▶ Written instruction
Reproduce the material verbatim, beginning at the line containing "If you could mark the road" and continuing through the line containing "<point>289,223</point>". Leave out everything before and after that span.

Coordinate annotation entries
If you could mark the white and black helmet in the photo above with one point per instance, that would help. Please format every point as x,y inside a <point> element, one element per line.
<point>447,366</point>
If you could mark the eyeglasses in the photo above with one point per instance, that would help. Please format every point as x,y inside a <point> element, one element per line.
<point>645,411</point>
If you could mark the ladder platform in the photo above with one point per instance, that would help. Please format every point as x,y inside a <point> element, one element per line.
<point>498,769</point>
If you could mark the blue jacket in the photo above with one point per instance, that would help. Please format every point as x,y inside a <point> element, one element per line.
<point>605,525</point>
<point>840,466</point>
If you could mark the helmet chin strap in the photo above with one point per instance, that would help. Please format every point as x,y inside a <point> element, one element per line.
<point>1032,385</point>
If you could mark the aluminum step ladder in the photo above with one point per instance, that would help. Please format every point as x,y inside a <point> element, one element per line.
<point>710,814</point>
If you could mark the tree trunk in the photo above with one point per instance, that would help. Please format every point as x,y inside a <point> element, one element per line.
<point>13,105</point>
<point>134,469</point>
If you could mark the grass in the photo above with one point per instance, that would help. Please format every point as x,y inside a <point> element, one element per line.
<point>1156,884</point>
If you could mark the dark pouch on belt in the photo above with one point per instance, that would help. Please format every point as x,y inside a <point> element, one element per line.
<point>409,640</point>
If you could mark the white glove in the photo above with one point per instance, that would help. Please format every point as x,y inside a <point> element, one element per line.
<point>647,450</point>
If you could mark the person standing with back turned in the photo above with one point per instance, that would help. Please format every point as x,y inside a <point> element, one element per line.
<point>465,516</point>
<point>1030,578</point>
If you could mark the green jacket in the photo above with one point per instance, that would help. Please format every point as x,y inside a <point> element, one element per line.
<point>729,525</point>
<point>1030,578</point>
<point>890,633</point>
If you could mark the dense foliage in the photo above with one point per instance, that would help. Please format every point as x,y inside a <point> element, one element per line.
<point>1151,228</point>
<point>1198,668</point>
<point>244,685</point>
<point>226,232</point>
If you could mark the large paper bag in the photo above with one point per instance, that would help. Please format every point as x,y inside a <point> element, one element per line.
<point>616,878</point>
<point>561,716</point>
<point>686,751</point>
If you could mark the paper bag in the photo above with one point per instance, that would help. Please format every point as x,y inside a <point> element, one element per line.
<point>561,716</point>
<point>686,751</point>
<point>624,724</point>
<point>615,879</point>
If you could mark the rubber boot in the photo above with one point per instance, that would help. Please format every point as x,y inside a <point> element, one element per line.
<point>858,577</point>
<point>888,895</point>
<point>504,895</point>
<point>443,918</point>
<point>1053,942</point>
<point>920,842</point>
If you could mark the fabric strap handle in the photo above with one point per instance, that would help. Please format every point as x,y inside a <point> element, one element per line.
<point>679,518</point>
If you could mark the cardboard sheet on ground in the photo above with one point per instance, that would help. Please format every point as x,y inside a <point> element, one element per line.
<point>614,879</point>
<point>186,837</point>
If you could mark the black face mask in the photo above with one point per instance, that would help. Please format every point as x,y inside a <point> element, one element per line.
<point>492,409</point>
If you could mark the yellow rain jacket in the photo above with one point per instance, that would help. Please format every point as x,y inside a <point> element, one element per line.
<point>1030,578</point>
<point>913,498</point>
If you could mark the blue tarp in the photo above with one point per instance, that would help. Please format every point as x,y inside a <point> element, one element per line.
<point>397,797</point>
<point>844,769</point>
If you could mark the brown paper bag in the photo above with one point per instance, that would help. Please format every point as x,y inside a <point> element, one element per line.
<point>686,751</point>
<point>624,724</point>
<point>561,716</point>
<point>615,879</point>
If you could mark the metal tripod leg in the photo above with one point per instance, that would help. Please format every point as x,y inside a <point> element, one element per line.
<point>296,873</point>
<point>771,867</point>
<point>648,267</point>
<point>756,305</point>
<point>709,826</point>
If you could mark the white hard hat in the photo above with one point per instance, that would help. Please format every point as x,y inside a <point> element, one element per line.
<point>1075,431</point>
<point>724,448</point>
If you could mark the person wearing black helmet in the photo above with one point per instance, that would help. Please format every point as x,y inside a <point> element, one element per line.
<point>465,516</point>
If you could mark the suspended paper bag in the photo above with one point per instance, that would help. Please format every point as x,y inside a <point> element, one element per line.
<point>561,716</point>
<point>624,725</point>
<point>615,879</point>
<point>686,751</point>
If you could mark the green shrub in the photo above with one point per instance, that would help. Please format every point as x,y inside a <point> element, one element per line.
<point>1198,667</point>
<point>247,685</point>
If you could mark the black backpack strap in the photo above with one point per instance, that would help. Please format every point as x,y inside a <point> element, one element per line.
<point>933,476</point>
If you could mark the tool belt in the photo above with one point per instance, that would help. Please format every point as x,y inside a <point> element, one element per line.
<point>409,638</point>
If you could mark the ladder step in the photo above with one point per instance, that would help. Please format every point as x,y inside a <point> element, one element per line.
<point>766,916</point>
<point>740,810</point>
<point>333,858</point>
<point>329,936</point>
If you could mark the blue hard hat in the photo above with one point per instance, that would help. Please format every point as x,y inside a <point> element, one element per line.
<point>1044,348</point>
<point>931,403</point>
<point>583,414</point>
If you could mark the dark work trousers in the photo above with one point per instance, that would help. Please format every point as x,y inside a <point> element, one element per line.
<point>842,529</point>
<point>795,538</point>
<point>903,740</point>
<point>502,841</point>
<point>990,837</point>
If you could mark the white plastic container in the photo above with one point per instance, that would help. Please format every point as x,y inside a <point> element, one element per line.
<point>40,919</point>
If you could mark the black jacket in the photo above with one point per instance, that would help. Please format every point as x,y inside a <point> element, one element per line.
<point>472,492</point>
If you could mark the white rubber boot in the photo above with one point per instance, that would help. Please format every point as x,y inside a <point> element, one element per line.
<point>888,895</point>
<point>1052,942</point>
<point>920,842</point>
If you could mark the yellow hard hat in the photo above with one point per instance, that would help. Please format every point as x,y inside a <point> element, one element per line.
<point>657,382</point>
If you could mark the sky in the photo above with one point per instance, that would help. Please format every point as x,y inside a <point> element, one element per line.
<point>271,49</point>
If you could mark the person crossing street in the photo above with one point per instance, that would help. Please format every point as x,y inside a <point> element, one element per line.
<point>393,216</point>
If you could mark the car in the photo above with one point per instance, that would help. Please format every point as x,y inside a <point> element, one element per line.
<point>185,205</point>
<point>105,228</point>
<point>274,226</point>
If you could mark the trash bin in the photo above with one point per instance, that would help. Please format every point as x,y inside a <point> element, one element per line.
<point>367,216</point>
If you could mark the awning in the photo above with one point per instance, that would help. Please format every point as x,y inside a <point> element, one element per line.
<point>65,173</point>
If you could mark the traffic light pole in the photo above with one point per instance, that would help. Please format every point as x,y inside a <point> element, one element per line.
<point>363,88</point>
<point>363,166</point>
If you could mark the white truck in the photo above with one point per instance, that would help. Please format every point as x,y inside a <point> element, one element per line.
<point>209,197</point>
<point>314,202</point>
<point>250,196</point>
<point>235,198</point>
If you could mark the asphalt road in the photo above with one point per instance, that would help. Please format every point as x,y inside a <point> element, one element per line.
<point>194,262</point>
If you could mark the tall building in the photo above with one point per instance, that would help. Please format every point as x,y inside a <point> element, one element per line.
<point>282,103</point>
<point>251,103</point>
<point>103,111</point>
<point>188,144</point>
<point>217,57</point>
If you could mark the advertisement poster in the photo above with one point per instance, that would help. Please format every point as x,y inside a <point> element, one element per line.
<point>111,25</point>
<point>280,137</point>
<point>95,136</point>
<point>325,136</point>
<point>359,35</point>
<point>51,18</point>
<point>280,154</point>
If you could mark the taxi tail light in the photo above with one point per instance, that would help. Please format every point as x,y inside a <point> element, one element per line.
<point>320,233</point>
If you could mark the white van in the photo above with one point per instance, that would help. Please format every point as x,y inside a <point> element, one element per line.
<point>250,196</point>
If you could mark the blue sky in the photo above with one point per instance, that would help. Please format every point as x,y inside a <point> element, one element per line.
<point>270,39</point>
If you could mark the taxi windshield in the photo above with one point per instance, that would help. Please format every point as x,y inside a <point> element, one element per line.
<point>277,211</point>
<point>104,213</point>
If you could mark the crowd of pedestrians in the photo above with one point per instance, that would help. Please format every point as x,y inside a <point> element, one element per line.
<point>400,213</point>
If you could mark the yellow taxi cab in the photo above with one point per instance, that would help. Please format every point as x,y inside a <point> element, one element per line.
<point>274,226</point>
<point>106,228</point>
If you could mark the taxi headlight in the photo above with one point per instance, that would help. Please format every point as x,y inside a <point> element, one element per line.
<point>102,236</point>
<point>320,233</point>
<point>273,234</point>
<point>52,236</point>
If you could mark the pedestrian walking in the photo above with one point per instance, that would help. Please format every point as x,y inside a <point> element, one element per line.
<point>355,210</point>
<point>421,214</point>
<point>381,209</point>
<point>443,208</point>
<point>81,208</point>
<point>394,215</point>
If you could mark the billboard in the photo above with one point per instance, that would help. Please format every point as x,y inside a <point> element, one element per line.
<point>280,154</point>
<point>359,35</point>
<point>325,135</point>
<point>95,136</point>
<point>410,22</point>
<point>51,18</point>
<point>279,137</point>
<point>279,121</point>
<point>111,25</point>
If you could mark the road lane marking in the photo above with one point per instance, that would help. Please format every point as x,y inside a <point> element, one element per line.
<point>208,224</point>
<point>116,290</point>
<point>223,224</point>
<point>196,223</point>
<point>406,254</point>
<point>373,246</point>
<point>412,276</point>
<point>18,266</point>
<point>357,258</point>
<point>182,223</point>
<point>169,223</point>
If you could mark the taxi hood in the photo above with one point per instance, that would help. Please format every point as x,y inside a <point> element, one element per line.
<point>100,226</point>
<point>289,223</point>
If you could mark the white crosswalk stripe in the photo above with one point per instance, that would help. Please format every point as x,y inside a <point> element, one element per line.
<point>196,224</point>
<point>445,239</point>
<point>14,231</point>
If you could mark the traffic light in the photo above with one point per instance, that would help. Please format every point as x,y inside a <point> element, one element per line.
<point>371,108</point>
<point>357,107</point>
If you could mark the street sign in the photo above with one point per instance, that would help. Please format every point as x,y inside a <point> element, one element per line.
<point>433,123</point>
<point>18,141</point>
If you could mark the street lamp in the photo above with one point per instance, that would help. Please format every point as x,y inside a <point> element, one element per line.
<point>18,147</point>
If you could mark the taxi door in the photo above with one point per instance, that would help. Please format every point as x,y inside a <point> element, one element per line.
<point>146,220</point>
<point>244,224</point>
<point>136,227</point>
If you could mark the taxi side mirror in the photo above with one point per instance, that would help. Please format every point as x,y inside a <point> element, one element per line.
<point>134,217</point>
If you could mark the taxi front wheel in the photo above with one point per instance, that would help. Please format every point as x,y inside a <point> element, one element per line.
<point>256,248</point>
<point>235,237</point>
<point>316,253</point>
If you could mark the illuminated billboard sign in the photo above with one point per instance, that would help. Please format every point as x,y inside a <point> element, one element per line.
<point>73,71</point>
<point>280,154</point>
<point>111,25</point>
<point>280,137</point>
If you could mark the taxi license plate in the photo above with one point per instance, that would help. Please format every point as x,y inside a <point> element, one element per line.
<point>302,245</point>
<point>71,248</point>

▶ Written answer
If you could mark the road lane marking in the photo above with one point per instance, that would help. Please format every point as x,y inside a <point> element, one element per line.
<point>208,224</point>
<point>116,290</point>
<point>223,224</point>
<point>196,223</point>
<point>406,254</point>
<point>373,246</point>
<point>412,276</point>
<point>18,266</point>
<point>357,258</point>
<point>182,223</point>
<point>169,223</point>
If you could mark the taxi hood in the photo above with one point per instance, that would help. Please format every point as x,y inside a <point> element, one element per line.
<point>100,226</point>
<point>289,223</point>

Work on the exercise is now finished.